§ **Verilen görev 1**
Aşağıdaki listede "Target phrase = green flower stem" ifadesinin geçtiği satırdan listenin sonuna kadar uzanan satırları, iki uç da dahil olmak üzere, hiçbir değişiklik yapmadan yeniden yaz.

§ **Okuma metni**
################
Yerleşimcilerin Mescid-i Aksa’ya baskınları sürüyor

Yerleşimcilerin Mescid-i Aksa’ya baskınları sürüyor
TT

Yerleşimcilerin Mescid-i Aksa’ya baskınları sürüyor

Yerleşimcilerin Mescid-i Aksa’ya baskınları sürüyor

Yahudi yerleşimciler, radikal örgütlerin Yahudi Purim Bayramı’nın bitiminin ardından yaptıkları çağrılar doğrultusunda dün Mescid-i Aksa’ya baskın yaptılar.
Kudüs İslami Vakıflar İdaresi, pazar günü düzenlenen baskına 153 yerleşimcinin katıldığını duyurdu. Baskının ayrı gruplar halinde el-Meğaribe (Faslılar) Kapısı’ndan başlatıldığını belirtti.
İsrail Tapınak Grupları, Yahudilere sosyal medya üzerinden Mescid-i Aksa’nın merkezine kutlama havasında baskın yapma çağrısında bulundu.
################
§ **Konum işaretleme veri kümesinden alıntılar**

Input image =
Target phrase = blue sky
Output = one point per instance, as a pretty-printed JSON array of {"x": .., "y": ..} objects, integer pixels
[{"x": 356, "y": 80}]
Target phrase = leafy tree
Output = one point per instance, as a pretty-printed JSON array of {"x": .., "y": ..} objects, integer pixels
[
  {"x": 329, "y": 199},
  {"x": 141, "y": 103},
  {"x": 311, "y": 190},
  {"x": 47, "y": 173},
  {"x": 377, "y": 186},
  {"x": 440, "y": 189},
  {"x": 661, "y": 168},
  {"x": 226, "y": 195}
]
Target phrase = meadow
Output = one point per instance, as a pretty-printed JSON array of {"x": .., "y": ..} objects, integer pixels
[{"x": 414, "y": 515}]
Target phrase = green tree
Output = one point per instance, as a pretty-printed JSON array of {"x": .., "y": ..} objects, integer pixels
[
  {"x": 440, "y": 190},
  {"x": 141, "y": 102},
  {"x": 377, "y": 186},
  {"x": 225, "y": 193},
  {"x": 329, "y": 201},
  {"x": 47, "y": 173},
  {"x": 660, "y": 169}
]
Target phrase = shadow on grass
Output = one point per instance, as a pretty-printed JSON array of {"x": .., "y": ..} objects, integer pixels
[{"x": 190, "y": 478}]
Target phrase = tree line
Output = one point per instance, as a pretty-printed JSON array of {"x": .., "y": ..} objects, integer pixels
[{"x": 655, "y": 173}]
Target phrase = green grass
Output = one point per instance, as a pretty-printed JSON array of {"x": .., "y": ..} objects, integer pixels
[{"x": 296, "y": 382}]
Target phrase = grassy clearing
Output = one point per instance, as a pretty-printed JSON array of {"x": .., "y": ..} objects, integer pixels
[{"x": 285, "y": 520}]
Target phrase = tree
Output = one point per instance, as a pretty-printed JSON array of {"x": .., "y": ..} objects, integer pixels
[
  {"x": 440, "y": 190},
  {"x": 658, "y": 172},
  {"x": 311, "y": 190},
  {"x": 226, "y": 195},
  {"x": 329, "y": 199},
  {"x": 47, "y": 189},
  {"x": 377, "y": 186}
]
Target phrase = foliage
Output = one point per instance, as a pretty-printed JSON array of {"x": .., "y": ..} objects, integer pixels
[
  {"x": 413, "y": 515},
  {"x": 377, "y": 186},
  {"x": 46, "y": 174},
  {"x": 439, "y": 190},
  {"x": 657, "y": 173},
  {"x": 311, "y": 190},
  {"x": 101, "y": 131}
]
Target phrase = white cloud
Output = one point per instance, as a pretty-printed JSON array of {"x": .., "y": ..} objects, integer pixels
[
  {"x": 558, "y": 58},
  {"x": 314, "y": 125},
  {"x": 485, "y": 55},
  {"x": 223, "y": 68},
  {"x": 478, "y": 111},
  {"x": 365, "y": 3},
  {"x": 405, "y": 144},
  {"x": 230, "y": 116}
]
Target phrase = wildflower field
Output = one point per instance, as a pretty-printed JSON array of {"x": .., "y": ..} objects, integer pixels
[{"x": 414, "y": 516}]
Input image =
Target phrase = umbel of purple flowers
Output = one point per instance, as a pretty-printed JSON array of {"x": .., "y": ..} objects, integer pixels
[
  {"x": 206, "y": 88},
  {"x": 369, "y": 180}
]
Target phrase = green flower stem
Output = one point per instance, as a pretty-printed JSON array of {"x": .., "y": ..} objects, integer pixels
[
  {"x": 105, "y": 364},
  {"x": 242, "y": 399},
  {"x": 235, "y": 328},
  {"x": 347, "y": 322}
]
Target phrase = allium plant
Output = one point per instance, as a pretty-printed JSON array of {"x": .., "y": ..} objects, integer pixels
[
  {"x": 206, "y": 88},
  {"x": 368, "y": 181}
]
################
§ **Verilen görev 2**
Yukarıdaki haber metninde "Yahudi yerleşimciler, radikal" ile "Kapısı’ndan başlatıldığını belirtti." arasında kalan kısmı, iki uç da dahil, harfi harfine aktar.

§ **Beklenen cevap 1**
Target phrase = green flower stem
Output = one point per instance, as a pretty-printed JSON array of {"x": .., "y": ..} objects, integer pixels
[
  {"x": 105, "y": 364},
  {"x": 242, "y": 399},
  {"x": 235, "y": 328},
  {"x": 347, "y": 322}
]
Target phrase = allium plant
Output = one point per instance, as a pretty-printed JSON array of {"x": .., "y": ..} objects, integer pixels
[
  {"x": 206, "y": 88},
  {"x": 368, "y": 181}
]

§ **Beklenen cevap 2**
Yahudi yerleşimciler, radikal örgütlerin Yahudi Purim Bayramı’nın bitiminin ardından yaptıkları çağrılar doğrultusunda dün Mescid-i Aksa’ya baskın yaptılar.
Kudüs İslami Vakıflar İdaresi, pazar günü düzenlenen baskına 153 yerleşimcinin katıldığını duyurdu. Baskının ayrı gruplar halinde el-Meğaribe (Faslılar) Kapısı’ndan başlatıldığını belirtti.